__Task details__: Quote the material below verbatim, leaving out the pictures.
>> begin Extracted material
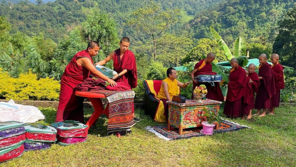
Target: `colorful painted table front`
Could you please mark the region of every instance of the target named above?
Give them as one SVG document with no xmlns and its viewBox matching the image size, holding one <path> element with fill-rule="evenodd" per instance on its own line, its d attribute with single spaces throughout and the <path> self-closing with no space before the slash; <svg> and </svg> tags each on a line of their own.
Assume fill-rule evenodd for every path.
<svg viewBox="0 0 296 167">
<path fill-rule="evenodd" d="M 173 101 L 168 102 L 169 116 L 168 127 L 170 130 L 173 126 L 179 129 L 179 134 L 182 134 L 184 129 L 201 127 L 202 109 L 215 113 L 216 116 L 220 109 L 222 102 L 206 99 L 198 103 L 192 100 L 186 100 L 185 103 L 179 103 Z M 216 129 L 218 126 L 216 124 Z"/>
</svg>

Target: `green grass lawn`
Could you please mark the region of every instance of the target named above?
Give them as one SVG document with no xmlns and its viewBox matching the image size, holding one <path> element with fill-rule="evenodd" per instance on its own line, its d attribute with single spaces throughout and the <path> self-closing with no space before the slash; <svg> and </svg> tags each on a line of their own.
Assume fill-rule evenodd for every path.
<svg viewBox="0 0 296 167">
<path fill-rule="evenodd" d="M 296 166 L 296 108 L 276 110 L 274 116 L 249 121 L 227 119 L 251 129 L 168 141 L 144 129 L 163 124 L 153 121 L 143 110 L 136 111 L 142 120 L 132 128 L 132 133 L 121 138 L 106 136 L 107 119 L 102 116 L 90 129 L 86 142 L 67 146 L 54 144 L 48 150 L 25 152 L 0 166 Z M 54 122 L 55 110 L 41 110 L 46 122 Z M 86 121 L 92 111 L 86 111 Z"/>
</svg>

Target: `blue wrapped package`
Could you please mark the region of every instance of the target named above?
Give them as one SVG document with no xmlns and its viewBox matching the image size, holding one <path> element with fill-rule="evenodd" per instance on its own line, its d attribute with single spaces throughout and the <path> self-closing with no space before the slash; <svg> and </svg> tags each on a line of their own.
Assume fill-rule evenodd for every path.
<svg viewBox="0 0 296 167">
<path fill-rule="evenodd" d="M 222 76 L 217 75 L 200 75 L 194 77 L 194 79 L 200 82 L 221 82 L 222 81 Z"/>
<path fill-rule="evenodd" d="M 103 74 L 108 77 L 110 78 L 112 78 L 114 77 L 114 74 L 117 74 L 117 72 L 110 69 L 101 66 L 101 65 L 96 65 L 95 66 L 96 69 L 101 72 Z"/>
</svg>

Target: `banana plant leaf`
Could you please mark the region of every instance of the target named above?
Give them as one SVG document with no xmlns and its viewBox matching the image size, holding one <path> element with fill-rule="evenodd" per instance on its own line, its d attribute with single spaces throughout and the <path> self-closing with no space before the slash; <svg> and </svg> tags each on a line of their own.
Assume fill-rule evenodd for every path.
<svg viewBox="0 0 296 167">
<path fill-rule="evenodd" d="M 246 48 L 244 38 L 239 36 L 233 43 L 233 54 L 234 58 L 237 58 L 241 56 L 242 50 Z"/>
<path fill-rule="evenodd" d="M 214 37 L 214 38 L 217 41 L 221 49 L 224 51 L 224 54 L 227 57 L 228 60 L 230 61 L 234 57 L 227 45 L 211 25 L 210 27 L 210 31 L 212 35 Z"/>
<path fill-rule="evenodd" d="M 243 67 L 246 67 L 249 63 L 248 58 L 244 56 L 239 57 L 237 59 L 239 65 Z"/>
<path fill-rule="evenodd" d="M 220 65 L 217 65 L 217 64 L 215 64 L 214 63 L 212 63 L 212 70 L 217 73 L 218 74 L 220 74 L 222 76 L 222 79 L 226 83 L 228 83 L 228 78 L 229 77 L 229 75 L 228 74 L 226 74 L 223 71 L 221 70 L 221 69 L 220 68 L 223 68 L 224 67 L 220 67 L 220 68 L 218 67 L 221 66 Z M 224 67 L 225 68 L 225 67 Z"/>
<path fill-rule="evenodd" d="M 286 66 L 282 65 L 282 66 L 285 67 L 284 69 L 284 72 L 293 72 L 294 71 L 294 68 L 293 68 Z"/>
</svg>

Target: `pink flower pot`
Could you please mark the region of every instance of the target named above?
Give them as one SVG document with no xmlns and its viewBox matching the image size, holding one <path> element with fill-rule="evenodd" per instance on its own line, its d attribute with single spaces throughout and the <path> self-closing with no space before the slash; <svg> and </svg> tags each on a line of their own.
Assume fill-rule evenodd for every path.
<svg viewBox="0 0 296 167">
<path fill-rule="evenodd" d="M 205 123 L 206 122 L 206 123 Z M 205 134 L 211 135 L 213 134 L 213 130 L 215 124 L 208 124 L 207 122 L 203 121 L 202 122 L 202 130 L 200 131 L 200 133 Z"/>
</svg>

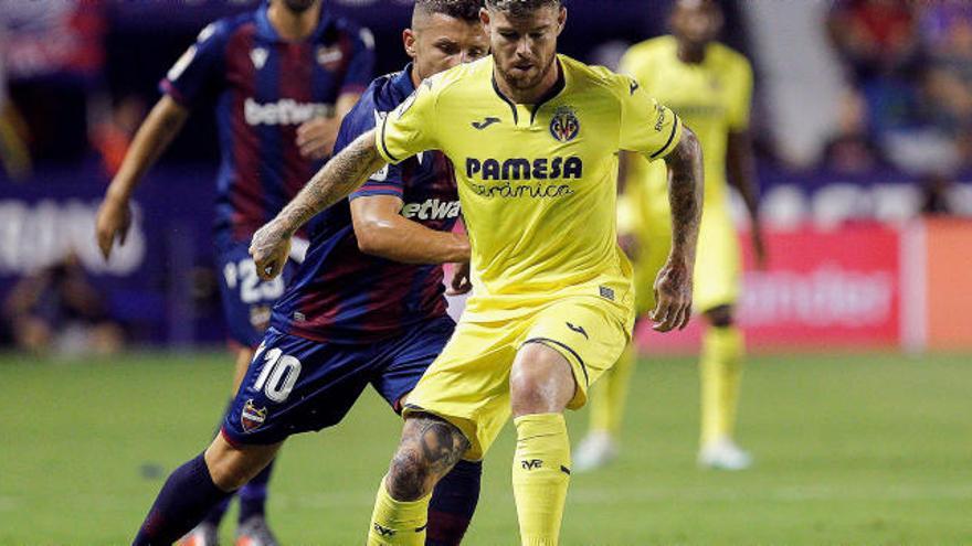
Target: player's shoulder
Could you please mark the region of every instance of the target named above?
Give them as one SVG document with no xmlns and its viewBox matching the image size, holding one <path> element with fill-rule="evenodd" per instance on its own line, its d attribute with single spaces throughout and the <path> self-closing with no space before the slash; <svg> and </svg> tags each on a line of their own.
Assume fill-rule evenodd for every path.
<svg viewBox="0 0 972 546">
<path fill-rule="evenodd" d="M 574 89 L 592 92 L 595 96 L 615 99 L 621 94 L 631 94 L 638 85 L 626 74 L 619 74 L 606 66 L 585 64 L 567 55 L 560 55 L 560 64 Z"/>
</svg>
>> end Extracted material
__Written answer__:
Target: `colorful painted table front`
Could you please mark the region of every instance of the target named above?
Give them as one SVG document with no xmlns and its viewBox matching the image size, holding one <path> element with fill-rule="evenodd" per instance on its own line, its d attribute with single spaces throughout and the <path> self-closing with no space before the slash; <svg> and </svg> tags each on a line of their own.
Assume fill-rule evenodd for every path.
<svg viewBox="0 0 296 167">
<path fill-rule="evenodd" d="M 173 101 L 168 102 L 169 116 L 168 127 L 170 130 L 173 126 L 179 129 L 179 134 L 182 134 L 184 129 L 201 127 L 202 109 L 215 113 L 216 116 L 220 109 L 222 102 L 206 99 L 198 103 L 192 100 L 186 100 L 185 103 L 179 103 Z M 216 129 L 218 126 L 216 124 Z"/>
</svg>

Target: `green grass lawn`
Could you please mark the region of every instance of the target named above?
Give them as one SVG document with no xmlns and its viewBox matching the image size, holding one <path> element with fill-rule="evenodd" per instance on its own line, its d attribute with single spaces throughout and the <path> self-closing with no space before the slash; <svg> and </svg> tags each on a line of their own.
Assume fill-rule evenodd for every path.
<svg viewBox="0 0 296 167">
<path fill-rule="evenodd" d="M 296 166 L 296 108 L 276 110 L 274 116 L 249 121 L 227 119 L 251 129 L 168 141 L 144 129 L 163 124 L 153 121 L 143 110 L 136 111 L 142 120 L 132 128 L 132 133 L 121 138 L 106 136 L 107 119 L 102 116 L 90 129 L 86 142 L 67 146 L 54 144 L 48 150 L 25 152 L 0 166 Z M 54 122 L 55 110 L 41 110 L 46 122 Z M 86 121 L 92 111 L 86 111 Z"/>
</svg>

Target: `blue wrapped package`
Could you please mark the region of every instance of the target named above?
Give them as one SVG document with no xmlns and its viewBox matching the image size, holding one <path> element with fill-rule="evenodd" per instance on its own line, its d attribute with single spaces throughout and the <path> self-closing with no space before the slash; <svg> and </svg> tags each on a line of their own.
Assume fill-rule evenodd for every path.
<svg viewBox="0 0 296 167">
<path fill-rule="evenodd" d="M 222 76 L 217 75 L 200 75 L 194 77 L 194 79 L 200 82 L 221 82 L 222 81 Z"/>
<path fill-rule="evenodd" d="M 103 74 L 108 77 L 110 78 L 112 78 L 114 77 L 114 74 L 117 74 L 117 72 L 110 69 L 101 66 L 101 65 L 96 65 L 95 66 L 96 69 L 101 72 Z"/>
</svg>

Target: `banana plant leaf`
Could you please mark the region of every instance of the target named above?
Give them as one SVG document with no xmlns and its viewBox matching the image size, holding one <path> element with fill-rule="evenodd" per instance on its own line, its d attribute with single spaces throughout and the <path> self-closing with no space before the slash; <svg> and </svg> tags each on a line of their own.
Assume fill-rule evenodd for every path.
<svg viewBox="0 0 296 167">
<path fill-rule="evenodd" d="M 246 48 L 244 38 L 239 36 L 233 43 L 233 54 L 234 58 L 237 58 L 241 56 L 242 50 Z"/>
<path fill-rule="evenodd" d="M 214 37 L 214 38 L 217 41 L 221 49 L 224 51 L 224 54 L 227 57 L 228 60 L 230 61 L 234 57 L 227 45 L 211 25 L 210 27 L 210 31 L 212 35 Z"/>
<path fill-rule="evenodd" d="M 243 67 L 246 67 L 249 63 L 248 58 L 244 56 L 239 57 L 237 59 L 239 65 Z"/>
<path fill-rule="evenodd" d="M 220 65 L 217 65 L 217 64 L 215 64 L 214 63 L 212 63 L 212 70 L 217 73 L 218 74 L 220 74 L 222 76 L 222 79 L 226 83 L 228 83 L 228 78 L 229 77 L 229 75 L 228 74 L 226 74 L 223 71 L 221 70 L 221 69 L 220 68 L 223 68 L 224 67 L 220 67 L 220 68 L 218 67 L 221 66 Z M 224 67 L 225 68 L 225 67 Z"/>
<path fill-rule="evenodd" d="M 286 66 L 282 65 L 282 66 L 285 67 L 284 69 L 284 72 L 293 72 L 294 71 L 294 68 L 293 68 Z"/>
</svg>

Target: `pink flower pot`
Could you please mark the region of every instance of the target named above?
Give them as one SVG document with no xmlns and its viewBox matching the image size, holding one <path> element with fill-rule="evenodd" per instance on its own line, its d attribute with single spaces throughout and the <path> self-closing with no space before the slash; <svg> and </svg> tags each on a line of their own.
Assume fill-rule evenodd for every path.
<svg viewBox="0 0 296 167">
<path fill-rule="evenodd" d="M 205 123 L 206 122 L 206 123 Z M 205 134 L 211 135 L 213 134 L 213 130 L 215 124 L 208 124 L 207 122 L 203 121 L 202 122 L 202 130 L 200 131 L 200 133 Z"/>
</svg>

Target: player's shoulder
Could you please mark the region of every instance of the target named above?
Give them as one SVG document with no xmlns and its viewBox matching the image size, holding one <path> element with fill-rule="evenodd" per instance on its own line, its d attribute with single spaces throughout and the <path> self-closing with no space before the slash; <svg> and </svg> tags each on a line of their own.
Assume fill-rule evenodd for every path.
<svg viewBox="0 0 972 546">
<path fill-rule="evenodd" d="M 574 89 L 592 92 L 595 96 L 615 99 L 621 94 L 631 94 L 638 85 L 626 74 L 619 74 L 606 66 L 585 64 L 567 55 L 560 55 L 560 64 Z"/>
</svg>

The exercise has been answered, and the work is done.